Exercise instructions: Render the lines of the items below, from the line containing "(format x=57, y=214)" through the line containing "x=326, y=230" inclusive, as a JSON list of strings with one string per line and blank lines omitted.
--- start ---
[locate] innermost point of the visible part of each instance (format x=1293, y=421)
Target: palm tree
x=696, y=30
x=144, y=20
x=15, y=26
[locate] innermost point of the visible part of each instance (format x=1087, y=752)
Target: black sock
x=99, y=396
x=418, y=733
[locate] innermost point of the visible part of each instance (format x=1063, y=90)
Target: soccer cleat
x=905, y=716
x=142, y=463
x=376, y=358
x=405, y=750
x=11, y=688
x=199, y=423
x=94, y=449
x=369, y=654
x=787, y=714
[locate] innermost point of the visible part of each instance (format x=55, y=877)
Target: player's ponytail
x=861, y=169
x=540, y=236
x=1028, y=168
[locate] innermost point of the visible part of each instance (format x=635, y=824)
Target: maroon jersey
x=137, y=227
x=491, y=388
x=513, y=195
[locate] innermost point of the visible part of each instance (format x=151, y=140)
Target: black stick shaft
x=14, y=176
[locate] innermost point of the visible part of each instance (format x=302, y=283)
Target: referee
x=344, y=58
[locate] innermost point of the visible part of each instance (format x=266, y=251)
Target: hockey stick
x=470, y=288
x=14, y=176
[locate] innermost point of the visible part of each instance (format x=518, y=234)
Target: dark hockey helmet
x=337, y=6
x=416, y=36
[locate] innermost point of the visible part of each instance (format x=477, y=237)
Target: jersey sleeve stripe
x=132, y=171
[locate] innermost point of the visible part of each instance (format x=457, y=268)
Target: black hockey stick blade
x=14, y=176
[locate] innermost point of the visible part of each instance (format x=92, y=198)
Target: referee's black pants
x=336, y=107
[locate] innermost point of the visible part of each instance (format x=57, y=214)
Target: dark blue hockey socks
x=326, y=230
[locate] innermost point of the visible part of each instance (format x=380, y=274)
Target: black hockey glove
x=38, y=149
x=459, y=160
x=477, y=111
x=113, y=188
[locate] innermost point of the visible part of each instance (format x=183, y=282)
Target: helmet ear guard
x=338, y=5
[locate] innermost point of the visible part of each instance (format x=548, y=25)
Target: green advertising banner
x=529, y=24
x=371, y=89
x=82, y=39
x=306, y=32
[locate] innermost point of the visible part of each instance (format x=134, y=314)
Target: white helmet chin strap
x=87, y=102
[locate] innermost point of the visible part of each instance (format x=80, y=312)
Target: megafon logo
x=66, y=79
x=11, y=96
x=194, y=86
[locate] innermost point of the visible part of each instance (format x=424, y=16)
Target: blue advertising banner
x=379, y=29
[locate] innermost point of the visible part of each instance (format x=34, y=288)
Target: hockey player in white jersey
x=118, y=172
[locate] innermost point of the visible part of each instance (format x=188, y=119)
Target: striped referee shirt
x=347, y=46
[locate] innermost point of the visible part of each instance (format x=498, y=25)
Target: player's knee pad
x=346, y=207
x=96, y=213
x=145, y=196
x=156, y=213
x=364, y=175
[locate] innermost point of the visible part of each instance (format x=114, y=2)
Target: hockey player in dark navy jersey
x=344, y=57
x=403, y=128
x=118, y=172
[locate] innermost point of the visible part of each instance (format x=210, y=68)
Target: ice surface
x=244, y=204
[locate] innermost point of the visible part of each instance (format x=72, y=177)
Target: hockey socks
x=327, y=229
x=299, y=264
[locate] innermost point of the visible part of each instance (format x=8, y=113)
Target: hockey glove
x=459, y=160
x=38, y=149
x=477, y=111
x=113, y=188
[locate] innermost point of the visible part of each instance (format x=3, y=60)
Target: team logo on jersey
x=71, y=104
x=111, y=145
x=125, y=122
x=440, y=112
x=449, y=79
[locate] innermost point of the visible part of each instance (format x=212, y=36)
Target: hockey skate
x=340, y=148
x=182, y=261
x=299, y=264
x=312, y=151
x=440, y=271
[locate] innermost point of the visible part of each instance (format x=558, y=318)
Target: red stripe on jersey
--- end ---
Answer below:
[
  "[locate] innermost point of the visible part of each instance (format x=57, y=214)",
  "Target: dark blue hockey socks",
  "x=326, y=230"
]